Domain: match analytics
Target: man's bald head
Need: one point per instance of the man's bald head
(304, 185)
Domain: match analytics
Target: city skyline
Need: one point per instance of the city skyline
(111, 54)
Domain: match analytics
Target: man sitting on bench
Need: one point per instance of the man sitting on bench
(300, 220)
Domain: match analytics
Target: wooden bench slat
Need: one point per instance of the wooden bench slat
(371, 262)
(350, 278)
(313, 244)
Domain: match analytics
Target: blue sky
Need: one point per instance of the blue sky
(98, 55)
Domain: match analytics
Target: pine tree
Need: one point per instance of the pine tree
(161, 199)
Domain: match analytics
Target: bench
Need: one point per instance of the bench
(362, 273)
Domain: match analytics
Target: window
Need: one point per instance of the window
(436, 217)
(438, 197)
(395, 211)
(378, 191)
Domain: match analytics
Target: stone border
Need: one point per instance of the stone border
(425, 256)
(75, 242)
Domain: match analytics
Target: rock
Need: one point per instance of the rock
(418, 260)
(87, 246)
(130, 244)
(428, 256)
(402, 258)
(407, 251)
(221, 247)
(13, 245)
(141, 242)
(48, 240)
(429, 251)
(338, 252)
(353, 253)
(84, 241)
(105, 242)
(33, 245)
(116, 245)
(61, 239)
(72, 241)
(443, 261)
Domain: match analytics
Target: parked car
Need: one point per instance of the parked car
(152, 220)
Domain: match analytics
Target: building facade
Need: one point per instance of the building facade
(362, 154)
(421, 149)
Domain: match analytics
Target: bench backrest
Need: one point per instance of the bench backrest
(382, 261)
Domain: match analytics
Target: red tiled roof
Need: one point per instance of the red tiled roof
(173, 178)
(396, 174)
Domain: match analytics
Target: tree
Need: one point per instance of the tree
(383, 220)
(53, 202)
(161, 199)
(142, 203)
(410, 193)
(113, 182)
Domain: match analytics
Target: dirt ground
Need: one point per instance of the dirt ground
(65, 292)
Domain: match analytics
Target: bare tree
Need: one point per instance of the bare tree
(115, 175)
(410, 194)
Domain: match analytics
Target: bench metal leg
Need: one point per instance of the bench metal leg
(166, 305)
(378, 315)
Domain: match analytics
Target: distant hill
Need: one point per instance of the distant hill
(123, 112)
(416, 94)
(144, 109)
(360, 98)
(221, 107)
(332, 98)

- - -

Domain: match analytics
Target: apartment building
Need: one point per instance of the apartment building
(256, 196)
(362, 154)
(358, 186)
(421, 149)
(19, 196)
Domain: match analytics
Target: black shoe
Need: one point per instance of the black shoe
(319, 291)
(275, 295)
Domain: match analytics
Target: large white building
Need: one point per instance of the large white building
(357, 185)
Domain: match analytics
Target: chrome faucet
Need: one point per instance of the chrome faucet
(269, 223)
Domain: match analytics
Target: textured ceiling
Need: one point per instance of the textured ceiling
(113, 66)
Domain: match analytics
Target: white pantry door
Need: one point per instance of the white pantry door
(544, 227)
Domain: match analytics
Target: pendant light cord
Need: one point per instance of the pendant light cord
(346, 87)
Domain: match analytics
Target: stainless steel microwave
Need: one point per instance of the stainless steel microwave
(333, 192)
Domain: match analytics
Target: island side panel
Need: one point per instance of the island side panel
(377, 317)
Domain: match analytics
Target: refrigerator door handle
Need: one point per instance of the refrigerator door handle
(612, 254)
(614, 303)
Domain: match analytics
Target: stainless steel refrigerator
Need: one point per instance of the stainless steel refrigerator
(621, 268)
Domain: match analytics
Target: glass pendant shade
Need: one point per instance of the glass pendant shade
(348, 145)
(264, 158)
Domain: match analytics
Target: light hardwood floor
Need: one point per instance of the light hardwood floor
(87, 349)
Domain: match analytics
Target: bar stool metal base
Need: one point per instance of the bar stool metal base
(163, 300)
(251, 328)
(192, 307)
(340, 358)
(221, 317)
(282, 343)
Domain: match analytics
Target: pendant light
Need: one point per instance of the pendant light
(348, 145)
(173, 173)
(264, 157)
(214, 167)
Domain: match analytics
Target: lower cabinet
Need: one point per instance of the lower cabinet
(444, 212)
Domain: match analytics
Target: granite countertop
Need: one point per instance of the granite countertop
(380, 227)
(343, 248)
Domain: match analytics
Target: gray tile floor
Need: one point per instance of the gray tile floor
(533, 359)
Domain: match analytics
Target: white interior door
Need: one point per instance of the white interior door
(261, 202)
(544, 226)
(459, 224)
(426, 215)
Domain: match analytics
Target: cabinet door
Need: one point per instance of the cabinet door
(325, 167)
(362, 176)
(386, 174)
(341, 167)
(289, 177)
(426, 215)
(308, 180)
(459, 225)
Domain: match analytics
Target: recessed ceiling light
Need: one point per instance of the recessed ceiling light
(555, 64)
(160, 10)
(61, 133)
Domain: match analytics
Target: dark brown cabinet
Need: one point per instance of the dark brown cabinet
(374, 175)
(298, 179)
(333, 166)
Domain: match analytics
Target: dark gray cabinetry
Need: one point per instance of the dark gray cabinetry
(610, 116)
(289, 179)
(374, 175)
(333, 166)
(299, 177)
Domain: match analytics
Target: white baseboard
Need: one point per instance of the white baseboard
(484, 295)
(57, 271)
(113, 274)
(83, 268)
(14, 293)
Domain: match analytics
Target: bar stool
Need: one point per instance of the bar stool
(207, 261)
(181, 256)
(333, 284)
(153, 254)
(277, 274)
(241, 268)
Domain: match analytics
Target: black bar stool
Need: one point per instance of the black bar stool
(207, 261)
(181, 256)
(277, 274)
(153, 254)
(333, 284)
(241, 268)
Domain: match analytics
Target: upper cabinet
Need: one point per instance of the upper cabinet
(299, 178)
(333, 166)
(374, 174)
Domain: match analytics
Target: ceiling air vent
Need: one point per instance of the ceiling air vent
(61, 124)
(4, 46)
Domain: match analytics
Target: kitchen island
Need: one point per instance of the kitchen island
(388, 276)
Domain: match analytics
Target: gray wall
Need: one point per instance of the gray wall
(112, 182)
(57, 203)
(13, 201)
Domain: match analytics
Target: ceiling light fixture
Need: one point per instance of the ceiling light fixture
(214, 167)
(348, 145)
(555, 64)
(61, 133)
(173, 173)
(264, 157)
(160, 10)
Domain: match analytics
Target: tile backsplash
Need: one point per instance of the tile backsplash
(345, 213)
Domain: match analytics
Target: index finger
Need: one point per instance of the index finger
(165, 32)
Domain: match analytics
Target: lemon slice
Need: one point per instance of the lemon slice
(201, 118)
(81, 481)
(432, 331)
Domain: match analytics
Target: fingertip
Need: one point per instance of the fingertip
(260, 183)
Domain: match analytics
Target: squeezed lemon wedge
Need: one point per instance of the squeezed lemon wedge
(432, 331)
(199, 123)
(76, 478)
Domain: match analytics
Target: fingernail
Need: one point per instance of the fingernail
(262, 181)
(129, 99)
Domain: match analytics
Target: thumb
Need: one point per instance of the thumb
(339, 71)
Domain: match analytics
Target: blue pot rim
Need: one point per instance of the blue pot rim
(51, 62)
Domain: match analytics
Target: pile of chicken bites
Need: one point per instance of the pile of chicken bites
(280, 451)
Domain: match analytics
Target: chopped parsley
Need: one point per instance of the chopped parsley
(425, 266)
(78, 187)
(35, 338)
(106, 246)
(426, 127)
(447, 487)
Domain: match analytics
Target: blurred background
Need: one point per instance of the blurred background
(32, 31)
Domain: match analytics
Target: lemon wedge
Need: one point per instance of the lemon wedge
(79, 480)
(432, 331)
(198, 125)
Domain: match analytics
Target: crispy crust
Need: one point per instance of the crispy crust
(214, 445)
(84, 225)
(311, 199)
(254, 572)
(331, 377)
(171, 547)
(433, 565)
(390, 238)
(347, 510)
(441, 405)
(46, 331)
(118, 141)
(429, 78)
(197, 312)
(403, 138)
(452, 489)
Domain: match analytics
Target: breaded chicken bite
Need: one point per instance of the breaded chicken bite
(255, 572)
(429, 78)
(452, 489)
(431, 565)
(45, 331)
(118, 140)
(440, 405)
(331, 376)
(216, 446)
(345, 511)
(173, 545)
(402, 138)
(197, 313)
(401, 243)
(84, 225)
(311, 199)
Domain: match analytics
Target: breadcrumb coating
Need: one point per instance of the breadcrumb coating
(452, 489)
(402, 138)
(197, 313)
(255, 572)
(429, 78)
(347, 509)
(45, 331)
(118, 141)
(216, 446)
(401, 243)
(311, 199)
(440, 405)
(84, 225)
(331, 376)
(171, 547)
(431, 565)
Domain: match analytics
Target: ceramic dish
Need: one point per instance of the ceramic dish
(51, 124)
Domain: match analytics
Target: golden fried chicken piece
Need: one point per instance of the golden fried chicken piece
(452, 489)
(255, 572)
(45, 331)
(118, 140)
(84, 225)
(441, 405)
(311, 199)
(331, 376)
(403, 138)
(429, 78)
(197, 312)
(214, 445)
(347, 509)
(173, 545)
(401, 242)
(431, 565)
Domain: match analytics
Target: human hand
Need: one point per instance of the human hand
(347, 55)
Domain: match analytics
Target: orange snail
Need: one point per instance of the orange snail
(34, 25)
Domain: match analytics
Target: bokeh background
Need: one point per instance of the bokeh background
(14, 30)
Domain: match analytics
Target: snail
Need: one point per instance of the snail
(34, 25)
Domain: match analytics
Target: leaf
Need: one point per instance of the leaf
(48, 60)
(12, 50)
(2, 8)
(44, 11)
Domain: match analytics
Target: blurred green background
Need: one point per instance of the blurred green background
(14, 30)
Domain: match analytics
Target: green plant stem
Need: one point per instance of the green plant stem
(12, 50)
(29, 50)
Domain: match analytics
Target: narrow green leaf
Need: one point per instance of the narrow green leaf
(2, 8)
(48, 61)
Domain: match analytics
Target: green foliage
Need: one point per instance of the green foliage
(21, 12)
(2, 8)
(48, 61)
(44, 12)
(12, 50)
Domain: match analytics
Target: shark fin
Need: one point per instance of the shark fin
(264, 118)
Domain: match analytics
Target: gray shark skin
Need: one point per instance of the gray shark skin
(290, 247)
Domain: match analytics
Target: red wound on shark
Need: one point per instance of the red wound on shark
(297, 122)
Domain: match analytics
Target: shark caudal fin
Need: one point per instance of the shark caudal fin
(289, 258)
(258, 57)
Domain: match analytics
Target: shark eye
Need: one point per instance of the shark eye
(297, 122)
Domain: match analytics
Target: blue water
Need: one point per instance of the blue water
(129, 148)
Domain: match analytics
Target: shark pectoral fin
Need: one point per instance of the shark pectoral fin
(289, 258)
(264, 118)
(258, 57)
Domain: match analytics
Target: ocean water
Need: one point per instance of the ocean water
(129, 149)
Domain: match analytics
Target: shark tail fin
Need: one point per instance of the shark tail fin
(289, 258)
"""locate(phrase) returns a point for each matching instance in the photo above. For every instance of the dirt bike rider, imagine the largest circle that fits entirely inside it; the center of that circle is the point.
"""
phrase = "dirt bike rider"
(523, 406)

- - -

▶ TASK TO COMPLETE
How many lines of the material above contain the string "crispy"? Reply with the number only.

▶ SOLUTION TO THE PROBLEM
2